* _Instructions to follow_
Identify every line in the records below that contains the word "police", and copy each of those lines in full.
--- start of Listing ---
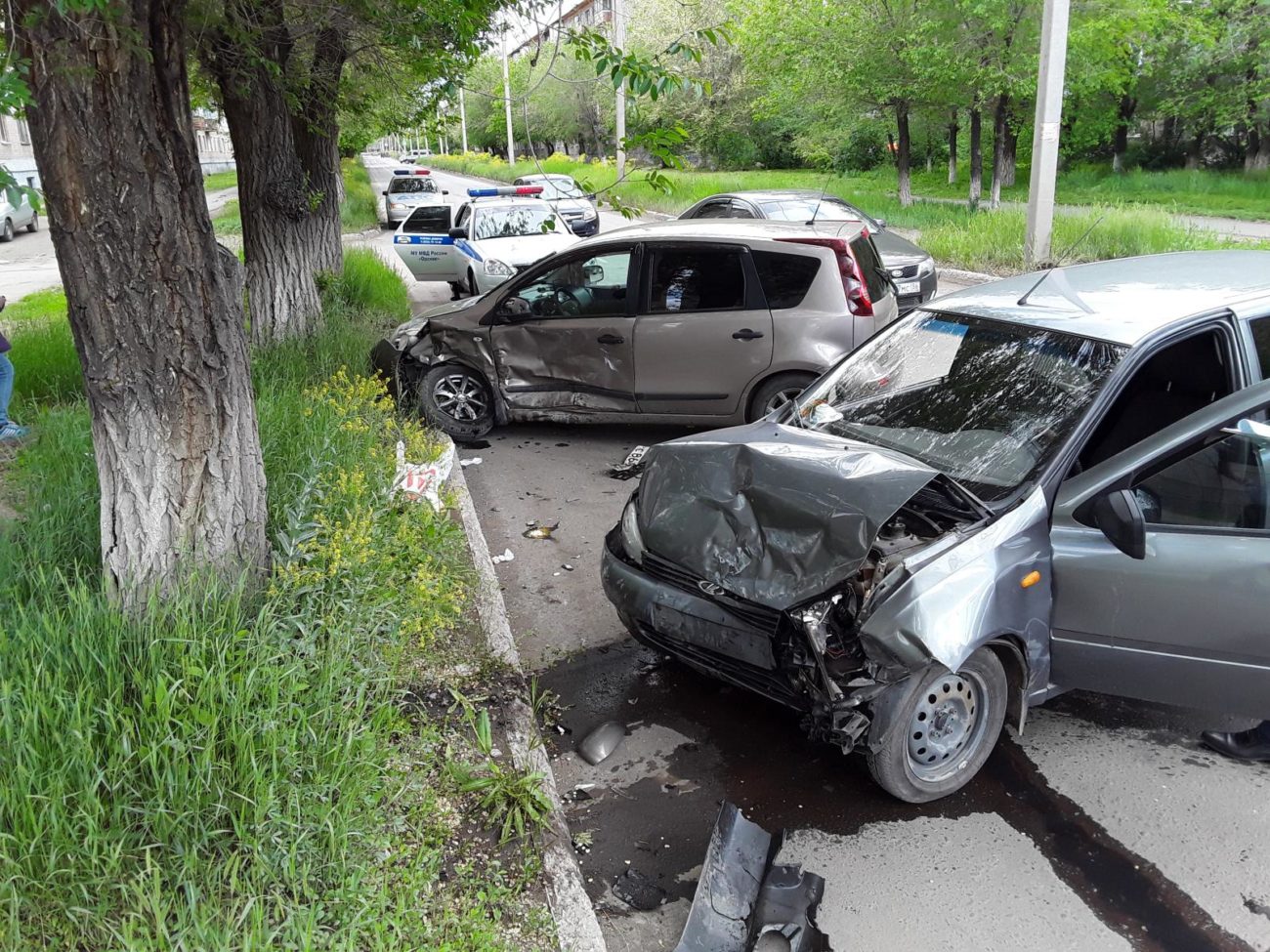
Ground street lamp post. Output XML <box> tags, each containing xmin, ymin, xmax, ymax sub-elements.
<box><xmin>1024</xmin><ymin>0</ymin><xmax>1068</xmax><ymax>264</ymax></box>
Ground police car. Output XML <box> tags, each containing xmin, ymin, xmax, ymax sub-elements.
<box><xmin>393</xmin><ymin>186</ymin><xmax>578</xmax><ymax>295</ymax></box>
<box><xmin>384</xmin><ymin>169</ymin><xmax>449</xmax><ymax>228</ymax></box>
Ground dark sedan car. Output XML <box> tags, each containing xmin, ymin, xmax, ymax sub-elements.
<box><xmin>680</xmin><ymin>190</ymin><xmax>939</xmax><ymax>313</ymax></box>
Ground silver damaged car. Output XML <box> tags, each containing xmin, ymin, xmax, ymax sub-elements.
<box><xmin>602</xmin><ymin>251</ymin><xmax>1270</xmax><ymax>803</ymax></box>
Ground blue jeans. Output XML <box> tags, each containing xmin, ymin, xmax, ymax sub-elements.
<box><xmin>0</xmin><ymin>354</ymin><xmax>13</xmax><ymax>427</ymax></box>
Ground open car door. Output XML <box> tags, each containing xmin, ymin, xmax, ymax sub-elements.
<box><xmin>1051</xmin><ymin>382</ymin><xmax>1270</xmax><ymax>719</ymax></box>
<box><xmin>393</xmin><ymin>204</ymin><xmax>460</xmax><ymax>280</ymax></box>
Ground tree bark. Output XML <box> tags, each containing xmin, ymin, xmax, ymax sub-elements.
<box><xmin>988</xmin><ymin>93</ymin><xmax>1010</xmax><ymax>208</ymax></box>
<box><xmin>10</xmin><ymin>0</ymin><xmax>268</xmax><ymax>609</ymax></box>
<box><xmin>1000</xmin><ymin>127</ymin><xmax>1019</xmax><ymax>187</ymax></box>
<box><xmin>896</xmin><ymin>103</ymin><xmax>913</xmax><ymax>208</ymax></box>
<box><xmin>970</xmin><ymin>98</ymin><xmax>983</xmax><ymax>208</ymax></box>
<box><xmin>199</xmin><ymin>0</ymin><xmax>347</xmax><ymax>343</ymax></box>
<box><xmin>1112</xmin><ymin>94</ymin><xmax>1138</xmax><ymax>173</ymax></box>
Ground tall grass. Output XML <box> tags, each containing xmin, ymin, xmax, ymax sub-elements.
<box><xmin>0</xmin><ymin>254</ymin><xmax>540</xmax><ymax>952</ymax></box>
<box><xmin>432</xmin><ymin>153</ymin><xmax>1270</xmax><ymax>274</ymax></box>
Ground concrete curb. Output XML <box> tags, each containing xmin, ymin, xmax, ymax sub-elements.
<box><xmin>449</xmin><ymin>453</ymin><xmax>606</xmax><ymax>952</ymax></box>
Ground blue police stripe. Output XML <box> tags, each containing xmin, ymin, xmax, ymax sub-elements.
<box><xmin>456</xmin><ymin>238</ymin><xmax>486</xmax><ymax>262</ymax></box>
<box><xmin>393</xmin><ymin>235</ymin><xmax>454</xmax><ymax>245</ymax></box>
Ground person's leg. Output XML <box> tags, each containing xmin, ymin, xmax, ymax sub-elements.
<box><xmin>0</xmin><ymin>354</ymin><xmax>13</xmax><ymax>428</ymax></box>
<box><xmin>1201</xmin><ymin>721</ymin><xmax>1270</xmax><ymax>762</ymax></box>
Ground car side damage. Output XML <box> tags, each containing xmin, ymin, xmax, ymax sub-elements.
<box><xmin>604</xmin><ymin>423</ymin><xmax>1050</xmax><ymax>752</ymax></box>
<box><xmin>674</xmin><ymin>803</ymin><xmax>832</xmax><ymax>952</ymax></box>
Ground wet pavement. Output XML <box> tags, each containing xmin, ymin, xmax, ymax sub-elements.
<box><xmin>360</xmin><ymin>158</ymin><xmax>1270</xmax><ymax>952</ymax></box>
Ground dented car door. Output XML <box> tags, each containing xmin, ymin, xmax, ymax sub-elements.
<box><xmin>490</xmin><ymin>244</ymin><xmax>639</xmax><ymax>413</ymax></box>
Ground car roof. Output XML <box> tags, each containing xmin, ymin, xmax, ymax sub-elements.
<box><xmin>585</xmin><ymin>219</ymin><xmax>865</xmax><ymax>244</ymax></box>
<box><xmin>927</xmin><ymin>250</ymin><xmax>1270</xmax><ymax>347</ymax></box>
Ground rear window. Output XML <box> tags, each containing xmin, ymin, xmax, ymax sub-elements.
<box><xmin>649</xmin><ymin>248</ymin><xmax>745</xmax><ymax>313</ymax></box>
<box><xmin>851</xmin><ymin>235</ymin><xmax>890</xmax><ymax>301</ymax></box>
<box><xmin>753</xmin><ymin>251</ymin><xmax>821</xmax><ymax>311</ymax></box>
<box><xmin>402</xmin><ymin>204</ymin><xmax>449</xmax><ymax>235</ymax></box>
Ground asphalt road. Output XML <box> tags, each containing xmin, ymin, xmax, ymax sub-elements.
<box><xmin>360</xmin><ymin>156</ymin><xmax>1270</xmax><ymax>952</ymax></box>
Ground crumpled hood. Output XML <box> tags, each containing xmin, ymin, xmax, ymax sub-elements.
<box><xmin>639</xmin><ymin>422</ymin><xmax>937</xmax><ymax>610</ymax></box>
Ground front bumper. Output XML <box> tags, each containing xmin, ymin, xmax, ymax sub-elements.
<box><xmin>600</xmin><ymin>528</ymin><xmax>809</xmax><ymax>711</ymax></box>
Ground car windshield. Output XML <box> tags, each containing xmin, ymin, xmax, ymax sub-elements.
<box><xmin>525</xmin><ymin>178</ymin><xmax>583</xmax><ymax>200</ymax></box>
<box><xmin>474</xmin><ymin>204</ymin><xmax>562</xmax><ymax>240</ymax></box>
<box><xmin>799</xmin><ymin>311</ymin><xmax>1124</xmax><ymax>502</ymax></box>
<box><xmin>389</xmin><ymin>175</ymin><xmax>437</xmax><ymax>195</ymax></box>
<box><xmin>761</xmin><ymin>195</ymin><xmax>879</xmax><ymax>231</ymax></box>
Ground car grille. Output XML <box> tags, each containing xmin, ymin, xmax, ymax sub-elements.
<box><xmin>643</xmin><ymin>553</ymin><xmax>782</xmax><ymax>635</ymax></box>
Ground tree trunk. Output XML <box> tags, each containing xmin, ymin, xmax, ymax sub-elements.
<box><xmin>896</xmin><ymin>103</ymin><xmax>913</xmax><ymax>208</ymax></box>
<box><xmin>988</xmin><ymin>93</ymin><xmax>1010</xmax><ymax>208</ymax></box>
<box><xmin>200</xmin><ymin>8</ymin><xmax>347</xmax><ymax>343</ymax></box>
<box><xmin>1112</xmin><ymin>96</ymin><xmax>1138</xmax><ymax>173</ymax></box>
<box><xmin>1000</xmin><ymin>127</ymin><xmax>1019</xmax><ymax>187</ymax></box>
<box><xmin>10</xmin><ymin>0</ymin><xmax>268</xmax><ymax>609</ymax></box>
<box><xmin>970</xmin><ymin>98</ymin><xmax>983</xmax><ymax>208</ymax></box>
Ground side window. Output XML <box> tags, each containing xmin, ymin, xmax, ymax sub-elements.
<box><xmin>753</xmin><ymin>251</ymin><xmax>821</xmax><ymax>311</ymax></box>
<box><xmin>851</xmin><ymin>235</ymin><xmax>889</xmax><ymax>301</ymax></box>
<box><xmin>402</xmin><ymin>204</ymin><xmax>449</xmax><ymax>235</ymax></box>
<box><xmin>1133</xmin><ymin>433</ymin><xmax>1270</xmax><ymax>529</ymax></box>
<box><xmin>648</xmin><ymin>248</ymin><xmax>745</xmax><ymax>313</ymax></box>
<box><xmin>504</xmin><ymin>250</ymin><xmax>631</xmax><ymax>317</ymax></box>
<box><xmin>1249</xmin><ymin>317</ymin><xmax>1270</xmax><ymax>380</ymax></box>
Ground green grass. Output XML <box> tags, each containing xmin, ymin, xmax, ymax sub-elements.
<box><xmin>0</xmin><ymin>253</ymin><xmax>554</xmax><ymax>952</ymax></box>
<box><xmin>432</xmin><ymin>153</ymin><xmax>1270</xmax><ymax>274</ymax></box>
<box><xmin>203</xmin><ymin>169</ymin><xmax>237</xmax><ymax>191</ymax></box>
<box><xmin>208</xmin><ymin>159</ymin><xmax>378</xmax><ymax>235</ymax></box>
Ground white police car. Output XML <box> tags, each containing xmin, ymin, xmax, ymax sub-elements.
<box><xmin>393</xmin><ymin>186</ymin><xmax>578</xmax><ymax>295</ymax></box>
<box><xmin>382</xmin><ymin>169</ymin><xmax>449</xmax><ymax>228</ymax></box>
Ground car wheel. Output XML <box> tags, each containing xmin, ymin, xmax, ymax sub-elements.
<box><xmin>745</xmin><ymin>373</ymin><xmax>816</xmax><ymax>423</ymax></box>
<box><xmin>867</xmin><ymin>647</ymin><xmax>1007</xmax><ymax>804</ymax></box>
<box><xmin>418</xmin><ymin>363</ymin><xmax>494</xmax><ymax>439</ymax></box>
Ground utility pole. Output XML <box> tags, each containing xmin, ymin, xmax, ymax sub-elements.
<box><xmin>458</xmin><ymin>86</ymin><xmax>467</xmax><ymax>153</ymax></box>
<box><xmin>614</xmin><ymin>0</ymin><xmax>626</xmax><ymax>182</ymax></box>
<box><xmin>499</xmin><ymin>24</ymin><xmax>516</xmax><ymax>165</ymax></box>
<box><xmin>1024</xmin><ymin>0</ymin><xmax>1068</xmax><ymax>264</ymax></box>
--- end of Listing ---
* _Solution for this task_
Ground police car. Output XML <box> tags, each containing xmin, ymin, xmax, ymax sub-elements.
Ground blue police stripe. Output XML <box> tags, each containing xmin, ymin, xmax, ymax sub-elements.
Ground white police car. Output XML <box> tags, each containing xmin, ymin, xmax, ymax sub-elements.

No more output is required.